• _Requirements_
Please quote the lines below word for word, leaving out the pictures.

• _Data excerpts_
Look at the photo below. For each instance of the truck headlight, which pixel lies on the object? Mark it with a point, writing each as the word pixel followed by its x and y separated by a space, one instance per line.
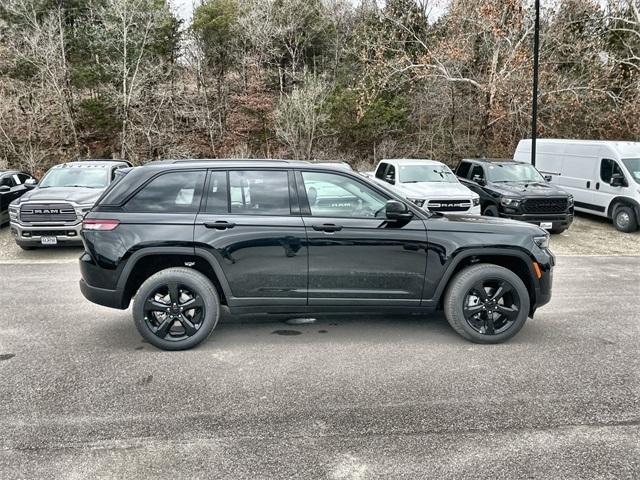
pixel 510 202
pixel 542 241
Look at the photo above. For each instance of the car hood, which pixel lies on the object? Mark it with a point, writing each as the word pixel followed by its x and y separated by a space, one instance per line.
pixel 80 195
pixel 538 189
pixel 481 224
pixel 428 190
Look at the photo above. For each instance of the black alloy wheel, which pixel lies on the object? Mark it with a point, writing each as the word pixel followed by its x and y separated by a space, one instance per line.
pixel 174 312
pixel 491 306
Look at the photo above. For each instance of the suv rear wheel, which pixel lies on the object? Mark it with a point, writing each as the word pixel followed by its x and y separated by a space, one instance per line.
pixel 176 308
pixel 486 303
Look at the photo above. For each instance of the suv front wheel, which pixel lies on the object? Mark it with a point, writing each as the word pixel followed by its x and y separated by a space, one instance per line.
pixel 486 303
pixel 176 308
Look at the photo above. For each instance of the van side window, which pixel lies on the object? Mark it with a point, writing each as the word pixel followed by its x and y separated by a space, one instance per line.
pixel 608 168
pixel 477 170
pixel 463 169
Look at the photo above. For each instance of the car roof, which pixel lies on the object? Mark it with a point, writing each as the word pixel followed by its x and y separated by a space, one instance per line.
pixel 413 161
pixel 91 163
pixel 499 161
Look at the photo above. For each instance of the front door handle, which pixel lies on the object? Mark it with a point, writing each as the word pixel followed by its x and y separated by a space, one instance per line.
pixel 220 225
pixel 327 227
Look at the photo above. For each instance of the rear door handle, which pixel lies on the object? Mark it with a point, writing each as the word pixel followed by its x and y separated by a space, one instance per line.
pixel 327 227
pixel 220 225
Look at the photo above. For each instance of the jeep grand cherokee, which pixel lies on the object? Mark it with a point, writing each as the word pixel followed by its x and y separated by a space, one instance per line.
pixel 183 238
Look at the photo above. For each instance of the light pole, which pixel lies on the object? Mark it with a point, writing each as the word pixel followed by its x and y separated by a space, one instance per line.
pixel 534 108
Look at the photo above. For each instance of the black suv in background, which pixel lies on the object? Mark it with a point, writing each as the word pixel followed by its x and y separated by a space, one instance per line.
pixel 518 191
pixel 13 184
pixel 184 238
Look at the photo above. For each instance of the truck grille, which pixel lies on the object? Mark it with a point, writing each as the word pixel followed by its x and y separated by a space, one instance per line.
pixel 449 205
pixel 47 212
pixel 545 205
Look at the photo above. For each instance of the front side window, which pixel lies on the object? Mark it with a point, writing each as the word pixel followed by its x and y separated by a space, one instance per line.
pixel 477 171
pixel 426 173
pixel 332 195
pixel 511 172
pixel 175 192
pixel 88 177
pixel 259 192
pixel 608 168
pixel 633 165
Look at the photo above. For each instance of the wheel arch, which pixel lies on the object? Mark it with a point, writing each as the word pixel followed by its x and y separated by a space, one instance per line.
pixel 621 200
pixel 148 261
pixel 516 260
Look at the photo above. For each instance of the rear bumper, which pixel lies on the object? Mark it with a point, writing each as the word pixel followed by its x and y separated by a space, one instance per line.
pixel 102 296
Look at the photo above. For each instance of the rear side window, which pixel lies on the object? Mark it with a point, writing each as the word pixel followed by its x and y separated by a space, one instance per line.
pixel 259 192
pixel 175 192
pixel 217 193
pixel 463 169
pixel 608 168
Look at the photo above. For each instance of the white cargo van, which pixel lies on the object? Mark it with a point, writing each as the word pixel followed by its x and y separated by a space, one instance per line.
pixel 602 176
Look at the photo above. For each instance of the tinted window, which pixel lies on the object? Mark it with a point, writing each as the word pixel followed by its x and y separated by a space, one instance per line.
pixel 259 192
pixel 7 181
pixel 217 193
pixel 463 169
pixel 175 192
pixel 477 170
pixel 332 195
pixel 608 168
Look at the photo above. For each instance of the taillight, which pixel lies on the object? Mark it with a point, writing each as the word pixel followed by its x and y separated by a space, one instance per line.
pixel 99 224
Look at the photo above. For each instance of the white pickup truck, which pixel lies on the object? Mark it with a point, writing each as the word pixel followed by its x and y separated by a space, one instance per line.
pixel 429 184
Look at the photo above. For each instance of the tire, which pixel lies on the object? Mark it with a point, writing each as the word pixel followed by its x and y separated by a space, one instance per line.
pixel 624 219
pixel 461 292
pixel 491 211
pixel 196 324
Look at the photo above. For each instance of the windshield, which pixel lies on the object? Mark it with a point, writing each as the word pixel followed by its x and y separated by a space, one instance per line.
pixel 511 172
pixel 426 173
pixel 90 177
pixel 633 165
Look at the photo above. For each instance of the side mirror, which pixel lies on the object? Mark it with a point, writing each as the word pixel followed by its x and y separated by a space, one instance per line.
pixel 617 180
pixel 479 180
pixel 395 210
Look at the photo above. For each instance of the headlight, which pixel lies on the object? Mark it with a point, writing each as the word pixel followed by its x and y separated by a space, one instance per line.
pixel 82 210
pixel 510 202
pixel 542 241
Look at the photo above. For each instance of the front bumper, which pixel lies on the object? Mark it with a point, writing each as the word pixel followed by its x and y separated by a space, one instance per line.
pixel 31 235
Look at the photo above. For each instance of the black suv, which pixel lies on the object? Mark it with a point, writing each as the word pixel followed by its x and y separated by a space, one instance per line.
pixel 183 238
pixel 518 191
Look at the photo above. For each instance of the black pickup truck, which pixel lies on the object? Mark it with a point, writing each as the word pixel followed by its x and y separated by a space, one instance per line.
pixel 518 191
pixel 183 238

• _Completed exercise_
Look at the photo below. For each instance of the truck headlight, which pixel lies on the object? Mark it with a point, writing each as the word pixel followed by its x and y separated by a space, one instance per line.
pixel 510 202
pixel 542 241
Look at the photo above. For each instance of the car hood, which pixel lies on the object? Mark it with a point, writing each as the word pixel followed by its x and y separated by a space, one instance per line.
pixel 80 195
pixel 538 189
pixel 481 224
pixel 428 190
Look at the photo above. For each instance of the black alloy wheel, which pixel lies on the object? Mark it with a point, writing each as the word pixel followed by its x and y separated by a space, one instance per line.
pixel 174 312
pixel 491 306
Look at the photo above. For each instance of the suv rear wheel, which pixel lies on the object? Mark it with a point, writing each as the word pixel followed by its x and y separated by a space, one instance per line.
pixel 176 308
pixel 486 303
Look at the photo above. For each instance of the suv front wheel, which pixel lies on the object? Mark it with a point, writing each as the word pixel followed by its x and y separated by a space, one instance per line.
pixel 486 303
pixel 176 308
Look at the photo above. For each instance of the van side window, which pixel lies on the object? Mark it with a point, writing each as the word pixel followed by its x and y separated by a space, one instance per line.
pixel 608 168
pixel 477 170
pixel 463 169
Look at the photo above. For each instance of the car roof, which pixel lies on the object? Mark it with a point, writing each as the word pixel followed by its x and y separated by a space, one instance per line.
pixel 413 161
pixel 91 163
pixel 499 161
Look at the photo above. For each instance of the front door handle, which pixel lies on the object? Mark it with a point, writing each as the word pixel followed by its x and y separated by a space, one instance per line.
pixel 220 225
pixel 327 227
Look at the photo above. For each instance of the rear door handle, which pixel lies on the object? Mark it with a point, writing each as the word pixel followed by its x and y separated by a space, one instance per line.
pixel 327 227
pixel 220 225
Look at the photo above. For each instance of the jeep grand cherokee, which pixel lies on the object? Mark it with a point, writing each as the word pixel followed by its x and y separated by a space, one instance per line.
pixel 183 238
Look at the photo above. For each instance of the light pole, which pixel lies on the object? Mark it with a point, writing each as the word pixel followed by its x and y separated by a space, one instance per line.
pixel 534 108
Look at the photo above. For each instance of the black suv in background, which pixel lies on the object? Mark it with a point, writing each as the word pixel followed by its x and y separated by a space, one instance per line.
pixel 518 191
pixel 13 184
pixel 184 238
Look at the photo above. For each instance of the truck grille, which pixel lies on the object? Mark it with a point, writing each as the word pixel followed by its x and y separated by a space, one instance per line.
pixel 449 205
pixel 47 212
pixel 545 205
Look at the photo above. For each instance of the front side window, which pixel lies on the object? Mark it with a point, writing each as the word pixel followed by its x and y separated by a space, one instance per line.
pixel 477 171
pixel 426 173
pixel 332 195
pixel 511 172
pixel 175 192
pixel 88 177
pixel 259 192
pixel 608 168
pixel 633 165
Look at the photo above. For each instance of the wheel arch, which pixel lies on the object? Mark it with a point, writing each as the word pixel followed by its x and y separated by a space, one instance per line.
pixel 621 200
pixel 148 261
pixel 516 260
Look at the photo above. For each instance of the rear bumper, which pixel lies on the object? Mark it with a point, writing each as the word pixel followed by its x and y separated by a space, one instance per line.
pixel 102 296
Look at the photo above. For each instance of the rear side window, which pixel lies on the object? Mark it with a point, writing each as the word pixel followed by its x and y separated by a space, one instance per line.
pixel 259 192
pixel 175 192
pixel 217 193
pixel 463 169
pixel 608 168
Look at the photo above. For each instance of the white cargo van, which pixel lies on the object? Mark it with a point, writing each as the word pixel followed by its x and y separated by a space, one instance per line.
pixel 602 176
Look at the photo above. For each instance of the tinted window, which pixel lies on the object? Mark it with a point, writing each as the word pixel followed by its x and y separated by a space, one instance per line.
pixel 259 192
pixel 7 181
pixel 217 193
pixel 463 169
pixel 175 192
pixel 477 170
pixel 332 195
pixel 608 168
Look at the photo above. For each instance of the taillight, which pixel lies on the object? Mark it with a point, writing each as the word pixel followed by its x and y separated by a space, one instance per line.
pixel 99 224
Look at the photo above. For each instance of the white pickup truck, which pixel lies on the object? Mark it with a point, writing each as the word pixel followed by its x and y separated by a space, one instance per line.
pixel 429 184
Look at the photo above. For each instance of the tire, which pixel lies on the object? Mark it with a point, writing each as the word pixel followed by its x and y separated by a space, one instance per line.
pixel 624 219
pixel 461 292
pixel 491 211
pixel 196 324
Look at the photo above. For each instance of the windshield, which pixel lies on the object? Mark it with a point, writing each as the word pixel followed by its x and y separated by a space, one instance per line.
pixel 511 172
pixel 426 173
pixel 90 177
pixel 633 165
Look at the photo above. For each instance of the side mirror, which pixel lies on the object? Mark it with a point, writing each as the word pixel followed by its x and y separated by a space, one instance per line.
pixel 617 180
pixel 479 180
pixel 395 210
Look at the photo above. For each instance of the headlight, which pixel lies on the object? Mark it with a point, writing each as the word pixel followed by its x and y separated by a space, one instance per line.
pixel 82 210
pixel 510 202
pixel 542 241
Look at the photo above. For each instance of the front bumper, which pixel lies on the object? Mark it with a point, writing each as the word pixel followed by its x and y separated by a space, one instance per line.
pixel 31 235
Look at the photo above. For each instance of the black suv, which pixel lies on the object? Mark it with a point, writing each as the word pixel followed by its x and y separated by a space, one instance per line.
pixel 183 238
pixel 518 191
Look at the photo above. For each instance of the black pickup truck, which pixel lies on the object? Mark it with a point, writing each as the word pixel followed by its x and y separated by a space, one instance per line.
pixel 518 191
pixel 183 238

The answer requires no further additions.